BEGIN Working data

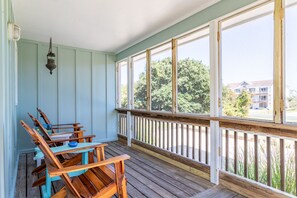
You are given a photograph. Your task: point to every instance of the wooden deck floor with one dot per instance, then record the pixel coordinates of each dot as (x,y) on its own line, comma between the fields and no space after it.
(147,177)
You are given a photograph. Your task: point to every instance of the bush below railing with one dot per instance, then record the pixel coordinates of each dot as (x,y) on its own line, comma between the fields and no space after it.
(262,152)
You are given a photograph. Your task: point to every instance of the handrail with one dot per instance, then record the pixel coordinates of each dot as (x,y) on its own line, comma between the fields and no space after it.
(268,128)
(203,120)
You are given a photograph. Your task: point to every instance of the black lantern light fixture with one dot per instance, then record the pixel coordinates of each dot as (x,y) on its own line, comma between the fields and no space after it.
(51,59)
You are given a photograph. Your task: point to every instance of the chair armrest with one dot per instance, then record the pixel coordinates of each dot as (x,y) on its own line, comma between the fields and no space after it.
(57,172)
(55,125)
(59,150)
(67,132)
(71,139)
(66,127)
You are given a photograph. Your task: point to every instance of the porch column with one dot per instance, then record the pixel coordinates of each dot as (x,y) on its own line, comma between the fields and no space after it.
(130,100)
(214,102)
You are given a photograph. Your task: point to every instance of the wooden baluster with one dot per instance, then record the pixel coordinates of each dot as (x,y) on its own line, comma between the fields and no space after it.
(134,127)
(182,139)
(296,166)
(188,140)
(172,130)
(206,146)
(168,140)
(142,129)
(156,133)
(138,128)
(149,131)
(200,150)
(282,164)
(227,150)
(194,143)
(125,124)
(145,131)
(235,151)
(176,139)
(164,133)
(268,144)
(121,125)
(159,135)
(256,157)
(245,154)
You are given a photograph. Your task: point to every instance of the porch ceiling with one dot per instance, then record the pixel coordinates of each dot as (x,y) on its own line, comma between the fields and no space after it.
(111,25)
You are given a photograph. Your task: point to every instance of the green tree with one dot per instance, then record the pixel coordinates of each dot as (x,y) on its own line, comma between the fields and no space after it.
(236,105)
(193,89)
(124,96)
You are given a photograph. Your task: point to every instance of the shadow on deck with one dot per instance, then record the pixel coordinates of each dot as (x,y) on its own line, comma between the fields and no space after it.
(147,177)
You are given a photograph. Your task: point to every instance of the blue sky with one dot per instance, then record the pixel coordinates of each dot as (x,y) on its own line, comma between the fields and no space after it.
(247,51)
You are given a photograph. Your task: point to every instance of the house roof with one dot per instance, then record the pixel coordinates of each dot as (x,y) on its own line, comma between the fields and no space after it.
(103,25)
(251,84)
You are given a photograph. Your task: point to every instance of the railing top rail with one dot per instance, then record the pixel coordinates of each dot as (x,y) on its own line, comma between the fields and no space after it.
(168,116)
(268,128)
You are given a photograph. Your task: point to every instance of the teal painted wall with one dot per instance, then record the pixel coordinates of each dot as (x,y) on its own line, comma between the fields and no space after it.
(215,11)
(81,88)
(8,137)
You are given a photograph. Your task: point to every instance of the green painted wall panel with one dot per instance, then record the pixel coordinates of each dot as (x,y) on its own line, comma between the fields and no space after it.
(8,151)
(84,89)
(27,93)
(47,85)
(76,91)
(98,96)
(111,98)
(66,81)
(215,11)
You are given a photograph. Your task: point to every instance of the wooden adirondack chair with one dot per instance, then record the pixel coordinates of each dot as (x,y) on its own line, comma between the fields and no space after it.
(50,138)
(74,126)
(65,159)
(99,179)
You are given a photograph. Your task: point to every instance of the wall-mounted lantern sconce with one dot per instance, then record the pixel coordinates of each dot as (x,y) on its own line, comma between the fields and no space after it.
(51,59)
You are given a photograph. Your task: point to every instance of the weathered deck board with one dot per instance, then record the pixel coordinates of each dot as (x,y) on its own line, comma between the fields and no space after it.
(147,177)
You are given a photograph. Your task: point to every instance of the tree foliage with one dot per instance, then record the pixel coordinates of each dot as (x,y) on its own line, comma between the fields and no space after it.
(236,105)
(193,86)
(193,90)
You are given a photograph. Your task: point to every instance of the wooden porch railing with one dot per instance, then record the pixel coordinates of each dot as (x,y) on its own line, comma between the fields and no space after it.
(188,140)
(122,127)
(266,159)
(259,151)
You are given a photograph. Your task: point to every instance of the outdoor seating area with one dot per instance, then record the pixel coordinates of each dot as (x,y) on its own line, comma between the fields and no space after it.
(168,98)
(147,176)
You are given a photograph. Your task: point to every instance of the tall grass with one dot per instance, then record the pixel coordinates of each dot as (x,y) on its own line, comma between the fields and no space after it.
(290,183)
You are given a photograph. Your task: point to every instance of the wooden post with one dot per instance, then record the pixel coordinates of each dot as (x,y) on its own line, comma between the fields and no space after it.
(278,81)
(129,122)
(148,80)
(215,133)
(174,75)
(118,90)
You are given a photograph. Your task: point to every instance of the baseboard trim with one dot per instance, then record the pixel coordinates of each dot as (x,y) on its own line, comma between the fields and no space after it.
(12,192)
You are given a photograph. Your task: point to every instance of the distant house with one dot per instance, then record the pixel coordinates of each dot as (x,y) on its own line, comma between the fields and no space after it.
(261,92)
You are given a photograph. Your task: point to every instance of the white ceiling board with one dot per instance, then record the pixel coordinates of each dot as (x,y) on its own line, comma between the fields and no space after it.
(104,25)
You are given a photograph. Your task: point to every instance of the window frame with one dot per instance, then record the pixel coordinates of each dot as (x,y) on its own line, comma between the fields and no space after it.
(201,28)
(215,48)
(132,79)
(230,16)
(118,83)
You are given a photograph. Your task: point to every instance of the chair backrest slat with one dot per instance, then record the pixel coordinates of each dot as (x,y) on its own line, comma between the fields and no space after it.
(44,116)
(41,127)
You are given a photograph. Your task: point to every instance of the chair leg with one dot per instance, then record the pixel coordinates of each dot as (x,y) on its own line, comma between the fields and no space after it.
(121,181)
(124,189)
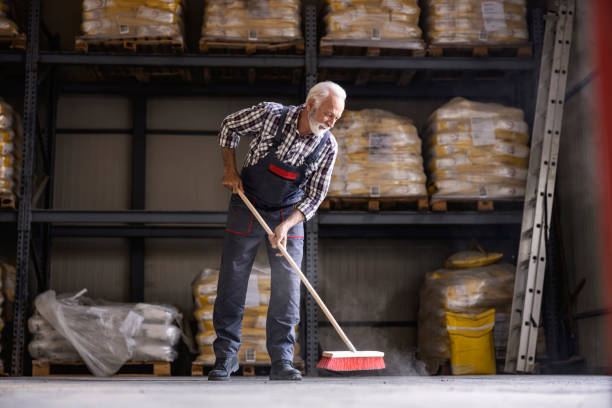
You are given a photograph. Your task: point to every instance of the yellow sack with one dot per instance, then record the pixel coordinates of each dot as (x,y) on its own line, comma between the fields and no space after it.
(471,342)
(472,259)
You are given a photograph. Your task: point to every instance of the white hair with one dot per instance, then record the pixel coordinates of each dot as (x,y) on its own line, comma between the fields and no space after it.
(322,90)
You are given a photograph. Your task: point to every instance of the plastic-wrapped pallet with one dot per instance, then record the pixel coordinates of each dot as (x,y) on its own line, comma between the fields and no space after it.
(377,20)
(116,19)
(475,21)
(103,335)
(476,151)
(252,20)
(8,28)
(253,348)
(10,149)
(379,155)
(470,291)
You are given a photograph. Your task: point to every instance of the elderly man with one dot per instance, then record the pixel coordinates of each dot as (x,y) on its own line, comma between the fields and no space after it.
(286,175)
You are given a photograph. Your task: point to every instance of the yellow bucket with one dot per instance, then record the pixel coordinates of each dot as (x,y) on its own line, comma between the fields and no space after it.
(471,342)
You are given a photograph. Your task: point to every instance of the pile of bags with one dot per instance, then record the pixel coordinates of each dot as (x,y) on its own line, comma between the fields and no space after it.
(379,155)
(116,19)
(8,28)
(8,282)
(475,21)
(472,283)
(476,151)
(252,20)
(373,20)
(104,335)
(11,133)
(253,348)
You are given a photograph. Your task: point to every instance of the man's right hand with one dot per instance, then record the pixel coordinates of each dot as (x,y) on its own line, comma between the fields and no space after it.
(232,181)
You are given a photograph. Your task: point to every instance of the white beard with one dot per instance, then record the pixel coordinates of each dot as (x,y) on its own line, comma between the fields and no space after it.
(317,128)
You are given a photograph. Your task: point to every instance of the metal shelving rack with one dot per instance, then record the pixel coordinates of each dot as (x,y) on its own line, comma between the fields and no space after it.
(137,223)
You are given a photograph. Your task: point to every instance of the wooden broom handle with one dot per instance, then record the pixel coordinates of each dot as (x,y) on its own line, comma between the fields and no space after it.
(297,270)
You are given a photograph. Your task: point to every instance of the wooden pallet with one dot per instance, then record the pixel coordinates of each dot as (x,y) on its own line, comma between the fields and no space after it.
(251,47)
(246,369)
(129,369)
(7,200)
(152,45)
(17,42)
(375,204)
(370,48)
(475,205)
(480,50)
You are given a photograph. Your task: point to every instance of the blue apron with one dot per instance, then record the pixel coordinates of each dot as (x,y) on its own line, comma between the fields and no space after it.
(273,187)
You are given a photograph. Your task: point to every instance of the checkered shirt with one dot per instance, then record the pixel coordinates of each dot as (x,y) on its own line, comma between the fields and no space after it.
(261,123)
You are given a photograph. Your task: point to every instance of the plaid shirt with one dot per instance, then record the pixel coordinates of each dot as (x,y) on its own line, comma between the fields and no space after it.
(261,122)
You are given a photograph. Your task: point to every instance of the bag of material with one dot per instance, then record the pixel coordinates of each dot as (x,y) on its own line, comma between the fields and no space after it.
(11,131)
(252,20)
(469,291)
(8,27)
(471,342)
(379,155)
(476,151)
(117,19)
(472,259)
(475,21)
(373,20)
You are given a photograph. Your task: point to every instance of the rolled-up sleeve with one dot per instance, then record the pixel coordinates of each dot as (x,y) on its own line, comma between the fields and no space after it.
(246,122)
(317,185)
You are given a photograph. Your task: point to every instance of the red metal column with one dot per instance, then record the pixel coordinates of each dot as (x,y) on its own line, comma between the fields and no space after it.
(602,14)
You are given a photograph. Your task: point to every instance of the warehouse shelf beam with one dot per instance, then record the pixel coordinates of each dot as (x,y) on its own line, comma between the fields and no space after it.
(179,90)
(428,63)
(418,218)
(137,232)
(185,60)
(352,62)
(12,58)
(128,216)
(343,219)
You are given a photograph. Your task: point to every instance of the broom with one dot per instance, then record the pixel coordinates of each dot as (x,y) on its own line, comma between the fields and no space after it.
(352,360)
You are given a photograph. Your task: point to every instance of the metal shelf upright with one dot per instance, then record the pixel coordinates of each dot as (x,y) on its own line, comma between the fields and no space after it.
(24,215)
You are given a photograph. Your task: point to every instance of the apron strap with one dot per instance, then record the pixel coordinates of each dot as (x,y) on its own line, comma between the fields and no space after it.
(315,154)
(279,132)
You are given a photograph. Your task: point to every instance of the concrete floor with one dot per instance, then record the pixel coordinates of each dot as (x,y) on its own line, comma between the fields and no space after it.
(448,392)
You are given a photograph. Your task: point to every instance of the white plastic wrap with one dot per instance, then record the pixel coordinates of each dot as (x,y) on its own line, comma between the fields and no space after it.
(104,335)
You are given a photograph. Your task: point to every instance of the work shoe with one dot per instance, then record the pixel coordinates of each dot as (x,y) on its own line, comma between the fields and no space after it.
(223,368)
(283,370)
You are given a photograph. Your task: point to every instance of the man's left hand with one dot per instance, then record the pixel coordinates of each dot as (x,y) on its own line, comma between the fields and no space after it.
(279,238)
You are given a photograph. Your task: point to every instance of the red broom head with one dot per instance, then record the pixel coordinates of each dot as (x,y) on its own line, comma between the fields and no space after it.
(351,363)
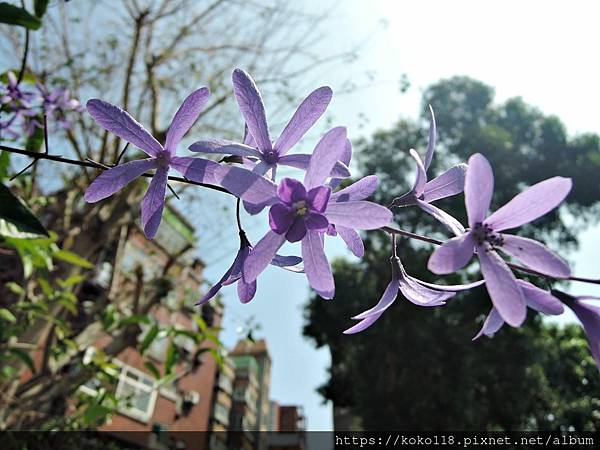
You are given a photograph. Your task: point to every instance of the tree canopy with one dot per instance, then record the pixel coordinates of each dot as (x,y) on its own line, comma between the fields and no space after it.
(417,368)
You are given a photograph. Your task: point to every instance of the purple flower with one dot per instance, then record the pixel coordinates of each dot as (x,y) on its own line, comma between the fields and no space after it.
(13,95)
(357,191)
(416,291)
(57,103)
(484,237)
(245,290)
(536,298)
(304,211)
(424,192)
(257,144)
(588,315)
(161,158)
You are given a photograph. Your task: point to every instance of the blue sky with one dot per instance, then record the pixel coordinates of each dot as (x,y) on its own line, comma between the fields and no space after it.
(542,51)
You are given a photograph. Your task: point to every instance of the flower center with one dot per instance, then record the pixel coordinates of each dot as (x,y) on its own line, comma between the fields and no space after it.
(163,159)
(484,233)
(270,157)
(300,208)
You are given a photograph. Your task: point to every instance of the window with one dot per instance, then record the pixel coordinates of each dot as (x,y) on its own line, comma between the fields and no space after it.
(222,414)
(225,383)
(137,391)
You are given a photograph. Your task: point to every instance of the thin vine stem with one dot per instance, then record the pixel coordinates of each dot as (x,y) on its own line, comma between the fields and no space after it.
(25,54)
(95,165)
(390,230)
(429,240)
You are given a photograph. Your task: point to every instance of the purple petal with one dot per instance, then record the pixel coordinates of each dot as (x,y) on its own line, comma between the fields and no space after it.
(246,291)
(352,240)
(450,183)
(297,230)
(387,299)
(359,190)
(347,155)
(316,266)
(422,295)
(299,161)
(261,255)
(318,197)
(451,287)
(325,156)
(360,215)
(540,299)
(317,222)
(114,179)
(248,186)
(281,218)
(215,289)
(248,138)
(363,324)
(254,209)
(346,158)
(432,137)
(535,255)
(340,170)
(185,117)
(446,219)
(530,204)
(291,263)
(154,202)
(479,188)
(224,147)
(452,255)
(290,191)
(589,316)
(238,266)
(421,176)
(262,168)
(119,122)
(199,170)
(252,108)
(309,111)
(502,286)
(493,322)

END Working data

Extract exactly the lines between the line containing "the purple flower" and the end of the data, including both.

→ Correct response:
You are given a photograph. Your task: point to every instance of the purple flower with one dot per instance, then record the pixel coordinates of each dot as (x,y) on its own line, comma between the fields and no space after it.
(13,95)
(357,191)
(416,291)
(57,103)
(484,237)
(245,290)
(536,298)
(304,211)
(424,192)
(257,144)
(588,315)
(161,158)
You are given a photograph. Your task: point to every instance of the blue sky with one dot per instance, then record the pixel coordinates of each dot as (x,y) on its own line, comma between the fields and no space after it.
(542,51)
You are given a photograph. Your task: point to every instance of the flower center with one dot per instance, then record the pixel coordinates of each dot as (x,y) on its own line, comma between the fields and no space after it.
(163,159)
(484,233)
(270,157)
(300,208)
You are given a photograph. Your task: point to every instance of the window with one dot per instance, then record the pixel coordinates of each dot as (x,y) on its own line, comma between the fields and no space after it.
(222,414)
(225,383)
(137,391)
You are given a photograph. Your task: point to every instance of the thin vine stem with one dot per instance, then record the pixel coordinates of each dot as (x,y) on its own line, comma between the fields and no space after it.
(25,54)
(95,165)
(390,230)
(429,240)
You are given a photograph. Your task: point to every instance of the purple petal with one dot per instance, then record the pixel coordinates of each dot as (x,y) on its own line, comma between the fields and no space after it.
(246,291)
(352,240)
(450,183)
(297,230)
(387,299)
(359,190)
(347,155)
(316,266)
(422,295)
(299,161)
(261,255)
(318,197)
(451,287)
(325,156)
(360,215)
(540,299)
(317,222)
(114,179)
(248,186)
(281,218)
(215,289)
(248,138)
(363,324)
(254,209)
(346,158)
(432,137)
(535,255)
(340,170)
(185,117)
(446,219)
(530,204)
(291,263)
(154,202)
(479,188)
(224,147)
(452,255)
(290,191)
(589,316)
(238,266)
(421,176)
(262,168)
(119,122)
(199,170)
(252,108)
(309,111)
(502,286)
(493,322)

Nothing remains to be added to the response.